**Exercise instructions:** Report how many lines of the records contain the string "front", and give only that number. Matching is case-sensitive.

(Detection annotation records)
---

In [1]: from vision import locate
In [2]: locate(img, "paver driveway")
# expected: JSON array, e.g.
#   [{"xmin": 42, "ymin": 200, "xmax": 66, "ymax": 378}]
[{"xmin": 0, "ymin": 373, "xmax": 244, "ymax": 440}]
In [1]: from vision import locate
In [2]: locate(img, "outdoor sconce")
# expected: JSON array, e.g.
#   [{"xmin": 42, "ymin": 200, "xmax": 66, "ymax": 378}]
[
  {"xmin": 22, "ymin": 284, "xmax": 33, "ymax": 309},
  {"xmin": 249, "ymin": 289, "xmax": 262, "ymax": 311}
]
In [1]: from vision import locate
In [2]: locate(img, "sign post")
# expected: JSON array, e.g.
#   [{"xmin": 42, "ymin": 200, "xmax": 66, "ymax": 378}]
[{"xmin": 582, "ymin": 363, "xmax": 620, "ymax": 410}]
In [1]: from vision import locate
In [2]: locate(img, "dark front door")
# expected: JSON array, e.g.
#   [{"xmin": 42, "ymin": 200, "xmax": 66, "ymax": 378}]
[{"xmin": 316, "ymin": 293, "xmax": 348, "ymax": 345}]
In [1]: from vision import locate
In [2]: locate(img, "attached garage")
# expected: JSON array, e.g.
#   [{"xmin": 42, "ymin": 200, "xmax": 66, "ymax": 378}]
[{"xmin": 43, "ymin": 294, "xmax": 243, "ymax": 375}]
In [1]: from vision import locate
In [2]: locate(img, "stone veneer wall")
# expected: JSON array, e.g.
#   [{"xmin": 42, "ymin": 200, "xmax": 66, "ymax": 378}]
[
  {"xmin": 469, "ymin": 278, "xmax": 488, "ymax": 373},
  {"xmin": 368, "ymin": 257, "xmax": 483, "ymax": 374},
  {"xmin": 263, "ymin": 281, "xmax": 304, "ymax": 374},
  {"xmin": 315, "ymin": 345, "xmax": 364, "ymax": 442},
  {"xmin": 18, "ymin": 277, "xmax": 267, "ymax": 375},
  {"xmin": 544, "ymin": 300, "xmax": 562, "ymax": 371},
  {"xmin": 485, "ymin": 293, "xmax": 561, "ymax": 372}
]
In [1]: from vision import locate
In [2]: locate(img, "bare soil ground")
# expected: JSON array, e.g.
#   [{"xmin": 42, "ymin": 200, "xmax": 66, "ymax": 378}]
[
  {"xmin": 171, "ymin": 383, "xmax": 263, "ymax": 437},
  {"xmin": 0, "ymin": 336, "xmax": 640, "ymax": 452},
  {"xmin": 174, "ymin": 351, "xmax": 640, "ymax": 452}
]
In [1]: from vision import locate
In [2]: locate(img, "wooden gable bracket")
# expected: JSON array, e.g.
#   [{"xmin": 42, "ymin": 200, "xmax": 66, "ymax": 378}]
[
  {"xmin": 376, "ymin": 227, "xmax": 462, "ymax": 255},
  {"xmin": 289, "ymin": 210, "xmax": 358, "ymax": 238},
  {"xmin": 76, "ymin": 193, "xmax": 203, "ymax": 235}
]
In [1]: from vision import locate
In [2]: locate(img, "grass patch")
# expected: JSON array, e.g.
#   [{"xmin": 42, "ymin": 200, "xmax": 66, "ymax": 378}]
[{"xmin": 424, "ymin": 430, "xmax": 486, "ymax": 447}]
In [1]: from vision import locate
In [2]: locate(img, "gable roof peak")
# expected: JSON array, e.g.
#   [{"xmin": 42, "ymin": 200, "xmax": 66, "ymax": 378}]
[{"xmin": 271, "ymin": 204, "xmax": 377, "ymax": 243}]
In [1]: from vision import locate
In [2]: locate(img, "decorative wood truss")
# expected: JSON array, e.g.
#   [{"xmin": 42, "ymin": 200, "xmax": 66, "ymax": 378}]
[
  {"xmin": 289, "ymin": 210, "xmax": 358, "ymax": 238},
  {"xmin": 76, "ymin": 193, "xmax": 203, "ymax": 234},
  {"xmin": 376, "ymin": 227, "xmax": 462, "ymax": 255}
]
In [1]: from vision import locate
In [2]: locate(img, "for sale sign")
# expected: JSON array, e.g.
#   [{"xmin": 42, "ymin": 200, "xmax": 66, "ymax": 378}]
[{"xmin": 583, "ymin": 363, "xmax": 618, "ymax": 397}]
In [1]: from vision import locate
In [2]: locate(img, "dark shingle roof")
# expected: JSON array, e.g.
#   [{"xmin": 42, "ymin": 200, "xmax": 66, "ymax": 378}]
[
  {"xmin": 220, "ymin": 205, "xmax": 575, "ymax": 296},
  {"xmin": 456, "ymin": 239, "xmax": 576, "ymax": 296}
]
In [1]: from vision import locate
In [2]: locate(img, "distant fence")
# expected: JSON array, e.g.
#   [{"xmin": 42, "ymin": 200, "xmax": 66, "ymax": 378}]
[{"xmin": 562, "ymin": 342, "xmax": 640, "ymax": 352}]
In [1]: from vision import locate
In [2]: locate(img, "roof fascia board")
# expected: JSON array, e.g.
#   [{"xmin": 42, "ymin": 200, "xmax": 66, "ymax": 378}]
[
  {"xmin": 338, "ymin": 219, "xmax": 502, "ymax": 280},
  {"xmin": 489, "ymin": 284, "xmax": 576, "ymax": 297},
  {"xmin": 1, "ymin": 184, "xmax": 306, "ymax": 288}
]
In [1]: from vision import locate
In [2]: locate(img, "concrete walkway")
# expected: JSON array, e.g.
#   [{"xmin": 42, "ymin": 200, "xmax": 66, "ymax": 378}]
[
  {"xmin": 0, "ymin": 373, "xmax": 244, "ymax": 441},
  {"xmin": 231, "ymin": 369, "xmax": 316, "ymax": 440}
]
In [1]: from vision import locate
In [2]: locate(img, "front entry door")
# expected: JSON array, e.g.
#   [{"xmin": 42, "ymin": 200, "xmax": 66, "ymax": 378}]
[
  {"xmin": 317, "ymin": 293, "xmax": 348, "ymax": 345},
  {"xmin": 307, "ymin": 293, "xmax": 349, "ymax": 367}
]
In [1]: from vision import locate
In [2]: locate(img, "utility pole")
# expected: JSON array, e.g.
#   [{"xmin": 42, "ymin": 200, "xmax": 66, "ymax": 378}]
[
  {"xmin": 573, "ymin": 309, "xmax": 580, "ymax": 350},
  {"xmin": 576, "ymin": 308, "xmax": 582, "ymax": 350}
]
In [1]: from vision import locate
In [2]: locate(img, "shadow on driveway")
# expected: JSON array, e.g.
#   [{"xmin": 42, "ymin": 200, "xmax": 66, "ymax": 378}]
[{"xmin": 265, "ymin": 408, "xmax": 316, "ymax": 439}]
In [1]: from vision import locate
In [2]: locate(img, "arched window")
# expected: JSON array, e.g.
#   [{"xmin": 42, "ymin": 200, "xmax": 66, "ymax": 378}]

---

**Expected answer:** 2